**INSTRUCTIONS FOR THE TASK:** Copy out, unchanged, every line from the start of the records to the line that contains "Target: black neck", and stop there.

[Stored dataset items]
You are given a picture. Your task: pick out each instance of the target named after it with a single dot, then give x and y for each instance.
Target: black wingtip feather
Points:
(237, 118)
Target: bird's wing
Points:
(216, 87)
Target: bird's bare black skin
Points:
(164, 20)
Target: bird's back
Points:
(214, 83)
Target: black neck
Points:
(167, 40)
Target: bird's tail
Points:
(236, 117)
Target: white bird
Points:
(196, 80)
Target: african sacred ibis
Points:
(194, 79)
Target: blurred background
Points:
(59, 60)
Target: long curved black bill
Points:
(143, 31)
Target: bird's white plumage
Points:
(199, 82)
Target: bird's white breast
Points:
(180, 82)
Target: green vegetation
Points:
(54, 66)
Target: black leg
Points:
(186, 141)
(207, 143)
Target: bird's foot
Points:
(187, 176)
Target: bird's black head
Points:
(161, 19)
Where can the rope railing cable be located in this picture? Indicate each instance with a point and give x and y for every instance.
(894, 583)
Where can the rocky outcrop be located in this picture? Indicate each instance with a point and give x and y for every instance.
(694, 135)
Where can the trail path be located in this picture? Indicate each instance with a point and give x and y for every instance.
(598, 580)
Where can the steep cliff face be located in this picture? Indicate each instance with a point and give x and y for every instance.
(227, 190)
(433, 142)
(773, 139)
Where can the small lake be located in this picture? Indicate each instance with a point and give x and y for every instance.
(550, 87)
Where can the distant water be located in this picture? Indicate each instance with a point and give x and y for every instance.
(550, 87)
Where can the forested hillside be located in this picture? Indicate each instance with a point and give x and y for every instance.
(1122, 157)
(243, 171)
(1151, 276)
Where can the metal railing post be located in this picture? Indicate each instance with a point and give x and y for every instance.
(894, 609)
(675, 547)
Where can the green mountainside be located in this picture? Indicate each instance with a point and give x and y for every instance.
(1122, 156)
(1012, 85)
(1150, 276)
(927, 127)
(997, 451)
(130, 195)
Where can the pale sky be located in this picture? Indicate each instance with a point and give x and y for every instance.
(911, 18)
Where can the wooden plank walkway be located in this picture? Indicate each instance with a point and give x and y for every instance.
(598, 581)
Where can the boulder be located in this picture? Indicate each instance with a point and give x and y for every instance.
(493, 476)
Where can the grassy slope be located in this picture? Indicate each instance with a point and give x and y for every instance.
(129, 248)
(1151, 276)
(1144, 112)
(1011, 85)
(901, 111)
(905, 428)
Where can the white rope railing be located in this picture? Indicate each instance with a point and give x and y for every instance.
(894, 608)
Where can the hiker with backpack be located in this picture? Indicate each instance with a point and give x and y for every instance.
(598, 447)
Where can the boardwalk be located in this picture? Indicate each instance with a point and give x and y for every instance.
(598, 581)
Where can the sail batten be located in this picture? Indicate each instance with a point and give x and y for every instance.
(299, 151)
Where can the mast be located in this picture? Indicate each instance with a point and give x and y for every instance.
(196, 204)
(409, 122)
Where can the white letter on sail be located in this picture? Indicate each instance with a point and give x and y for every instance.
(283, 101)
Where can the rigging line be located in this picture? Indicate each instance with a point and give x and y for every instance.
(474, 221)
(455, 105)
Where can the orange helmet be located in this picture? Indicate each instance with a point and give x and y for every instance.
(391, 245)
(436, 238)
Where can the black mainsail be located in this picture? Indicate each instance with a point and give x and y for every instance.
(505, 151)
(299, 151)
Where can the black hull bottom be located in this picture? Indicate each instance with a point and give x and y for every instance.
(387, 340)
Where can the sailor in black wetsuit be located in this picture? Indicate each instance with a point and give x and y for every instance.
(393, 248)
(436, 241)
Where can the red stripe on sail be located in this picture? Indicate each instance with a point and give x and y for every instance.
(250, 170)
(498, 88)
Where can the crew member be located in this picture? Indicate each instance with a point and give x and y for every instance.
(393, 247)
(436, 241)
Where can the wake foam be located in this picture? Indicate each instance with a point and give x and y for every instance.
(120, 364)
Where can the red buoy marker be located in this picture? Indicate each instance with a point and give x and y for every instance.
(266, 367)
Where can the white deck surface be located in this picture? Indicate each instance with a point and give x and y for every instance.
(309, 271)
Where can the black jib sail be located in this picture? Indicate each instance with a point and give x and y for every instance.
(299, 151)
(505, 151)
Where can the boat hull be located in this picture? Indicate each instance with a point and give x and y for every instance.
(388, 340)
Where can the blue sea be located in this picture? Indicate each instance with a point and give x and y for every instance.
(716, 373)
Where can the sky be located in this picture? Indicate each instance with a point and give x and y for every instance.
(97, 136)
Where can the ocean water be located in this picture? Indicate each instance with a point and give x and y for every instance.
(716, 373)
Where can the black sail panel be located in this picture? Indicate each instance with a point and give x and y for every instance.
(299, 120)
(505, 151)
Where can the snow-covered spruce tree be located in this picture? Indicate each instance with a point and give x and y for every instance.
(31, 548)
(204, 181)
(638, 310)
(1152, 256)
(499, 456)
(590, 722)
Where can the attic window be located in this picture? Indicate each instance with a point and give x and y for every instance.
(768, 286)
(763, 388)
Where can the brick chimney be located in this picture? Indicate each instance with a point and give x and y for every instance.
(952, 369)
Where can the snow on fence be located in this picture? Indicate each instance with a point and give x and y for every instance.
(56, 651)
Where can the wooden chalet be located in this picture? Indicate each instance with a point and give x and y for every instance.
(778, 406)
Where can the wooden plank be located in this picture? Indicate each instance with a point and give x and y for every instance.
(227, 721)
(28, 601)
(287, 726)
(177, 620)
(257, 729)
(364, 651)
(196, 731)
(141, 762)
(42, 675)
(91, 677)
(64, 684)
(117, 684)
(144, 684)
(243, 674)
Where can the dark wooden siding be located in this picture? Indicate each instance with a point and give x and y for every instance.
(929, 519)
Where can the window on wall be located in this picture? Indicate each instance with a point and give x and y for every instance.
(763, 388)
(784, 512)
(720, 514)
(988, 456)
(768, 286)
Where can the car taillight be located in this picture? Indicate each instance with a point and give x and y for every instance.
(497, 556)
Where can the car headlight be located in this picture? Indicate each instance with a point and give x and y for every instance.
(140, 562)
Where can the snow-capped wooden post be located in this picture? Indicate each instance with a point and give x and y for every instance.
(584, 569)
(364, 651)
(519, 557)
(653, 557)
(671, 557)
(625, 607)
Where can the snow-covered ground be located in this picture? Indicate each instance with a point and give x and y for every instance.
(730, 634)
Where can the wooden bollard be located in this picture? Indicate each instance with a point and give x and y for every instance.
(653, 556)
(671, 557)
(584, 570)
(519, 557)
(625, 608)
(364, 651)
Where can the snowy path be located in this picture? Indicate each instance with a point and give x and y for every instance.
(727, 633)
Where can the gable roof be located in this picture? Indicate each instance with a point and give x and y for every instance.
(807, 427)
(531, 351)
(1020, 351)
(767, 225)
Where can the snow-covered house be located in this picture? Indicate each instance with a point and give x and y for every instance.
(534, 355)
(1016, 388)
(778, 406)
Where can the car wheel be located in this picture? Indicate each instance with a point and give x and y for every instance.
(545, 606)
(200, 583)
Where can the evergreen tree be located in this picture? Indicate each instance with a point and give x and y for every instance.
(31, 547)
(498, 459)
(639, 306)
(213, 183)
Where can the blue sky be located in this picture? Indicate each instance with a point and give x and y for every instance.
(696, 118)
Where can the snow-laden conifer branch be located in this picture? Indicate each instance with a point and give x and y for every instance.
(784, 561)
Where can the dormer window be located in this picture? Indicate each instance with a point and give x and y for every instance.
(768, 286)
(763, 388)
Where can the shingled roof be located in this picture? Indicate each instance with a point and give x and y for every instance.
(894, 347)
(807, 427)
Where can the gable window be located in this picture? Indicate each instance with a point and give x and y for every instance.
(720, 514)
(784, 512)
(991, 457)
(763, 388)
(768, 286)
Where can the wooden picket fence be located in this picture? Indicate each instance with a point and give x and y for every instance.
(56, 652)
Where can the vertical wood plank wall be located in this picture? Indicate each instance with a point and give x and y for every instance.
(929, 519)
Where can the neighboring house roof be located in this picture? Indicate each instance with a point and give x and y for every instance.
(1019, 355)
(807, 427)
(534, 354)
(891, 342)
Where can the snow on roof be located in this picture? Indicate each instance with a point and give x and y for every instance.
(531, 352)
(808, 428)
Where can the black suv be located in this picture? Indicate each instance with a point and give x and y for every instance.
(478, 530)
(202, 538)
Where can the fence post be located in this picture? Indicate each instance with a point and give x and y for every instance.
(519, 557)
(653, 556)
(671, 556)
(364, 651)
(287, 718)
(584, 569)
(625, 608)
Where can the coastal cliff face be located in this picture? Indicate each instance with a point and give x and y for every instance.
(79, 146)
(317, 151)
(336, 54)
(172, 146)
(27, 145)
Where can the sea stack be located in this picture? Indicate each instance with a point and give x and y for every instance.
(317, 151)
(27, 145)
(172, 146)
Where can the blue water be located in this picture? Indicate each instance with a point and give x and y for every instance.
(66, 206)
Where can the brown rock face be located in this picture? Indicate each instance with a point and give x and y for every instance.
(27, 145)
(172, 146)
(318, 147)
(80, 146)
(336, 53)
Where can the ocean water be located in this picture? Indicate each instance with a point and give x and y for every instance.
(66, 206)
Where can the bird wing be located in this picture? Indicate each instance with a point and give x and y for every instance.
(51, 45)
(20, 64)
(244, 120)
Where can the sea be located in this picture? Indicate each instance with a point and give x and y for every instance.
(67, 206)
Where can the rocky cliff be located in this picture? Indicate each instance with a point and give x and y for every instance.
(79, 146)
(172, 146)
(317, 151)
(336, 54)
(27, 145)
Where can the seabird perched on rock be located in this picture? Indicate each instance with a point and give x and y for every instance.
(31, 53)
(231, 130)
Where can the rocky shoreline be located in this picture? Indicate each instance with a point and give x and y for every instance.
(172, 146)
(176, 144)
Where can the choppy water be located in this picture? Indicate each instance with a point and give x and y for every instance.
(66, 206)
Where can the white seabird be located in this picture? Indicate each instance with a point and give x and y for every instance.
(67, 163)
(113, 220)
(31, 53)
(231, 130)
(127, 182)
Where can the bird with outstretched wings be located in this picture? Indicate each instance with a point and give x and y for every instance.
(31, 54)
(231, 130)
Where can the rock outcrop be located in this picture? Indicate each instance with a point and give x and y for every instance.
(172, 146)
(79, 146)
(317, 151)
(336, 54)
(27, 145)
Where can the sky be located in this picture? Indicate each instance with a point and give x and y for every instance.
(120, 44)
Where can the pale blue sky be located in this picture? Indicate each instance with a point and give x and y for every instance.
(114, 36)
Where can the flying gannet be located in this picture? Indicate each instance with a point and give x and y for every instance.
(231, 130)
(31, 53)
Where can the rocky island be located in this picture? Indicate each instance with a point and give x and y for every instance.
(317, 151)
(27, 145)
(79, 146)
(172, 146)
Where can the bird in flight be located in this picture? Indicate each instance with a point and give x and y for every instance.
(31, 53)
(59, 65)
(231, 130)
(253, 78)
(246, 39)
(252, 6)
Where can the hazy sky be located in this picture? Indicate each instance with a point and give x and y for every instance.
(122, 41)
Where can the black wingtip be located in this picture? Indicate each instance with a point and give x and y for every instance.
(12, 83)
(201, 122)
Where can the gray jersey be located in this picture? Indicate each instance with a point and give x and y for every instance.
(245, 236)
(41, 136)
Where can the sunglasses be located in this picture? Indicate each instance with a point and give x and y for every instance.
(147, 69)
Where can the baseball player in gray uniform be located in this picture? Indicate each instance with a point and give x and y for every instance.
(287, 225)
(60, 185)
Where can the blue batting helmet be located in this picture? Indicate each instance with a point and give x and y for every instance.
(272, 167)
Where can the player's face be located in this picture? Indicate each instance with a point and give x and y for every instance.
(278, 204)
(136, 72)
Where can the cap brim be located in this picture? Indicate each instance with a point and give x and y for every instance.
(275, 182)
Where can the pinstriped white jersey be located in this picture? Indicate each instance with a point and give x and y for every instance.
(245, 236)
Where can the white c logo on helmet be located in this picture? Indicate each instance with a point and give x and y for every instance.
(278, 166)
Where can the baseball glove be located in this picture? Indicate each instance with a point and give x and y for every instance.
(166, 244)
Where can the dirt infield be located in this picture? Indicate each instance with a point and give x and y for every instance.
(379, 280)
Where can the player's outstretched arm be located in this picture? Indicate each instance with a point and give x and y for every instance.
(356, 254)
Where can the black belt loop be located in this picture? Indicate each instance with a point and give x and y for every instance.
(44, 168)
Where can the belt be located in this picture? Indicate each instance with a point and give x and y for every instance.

**YOUR RESPONSE:**
You are given a picture. Your task: pick out each instance of the target named after it with a single dot, then give x and y for each instance.
Target: black wingtip feather
Points:
(237, 118)
Target: bird's wing
Points:
(216, 87)
Target: bird's bare black skin
Points:
(164, 20)
Target: bird's back
Points:
(214, 83)
Target: black neck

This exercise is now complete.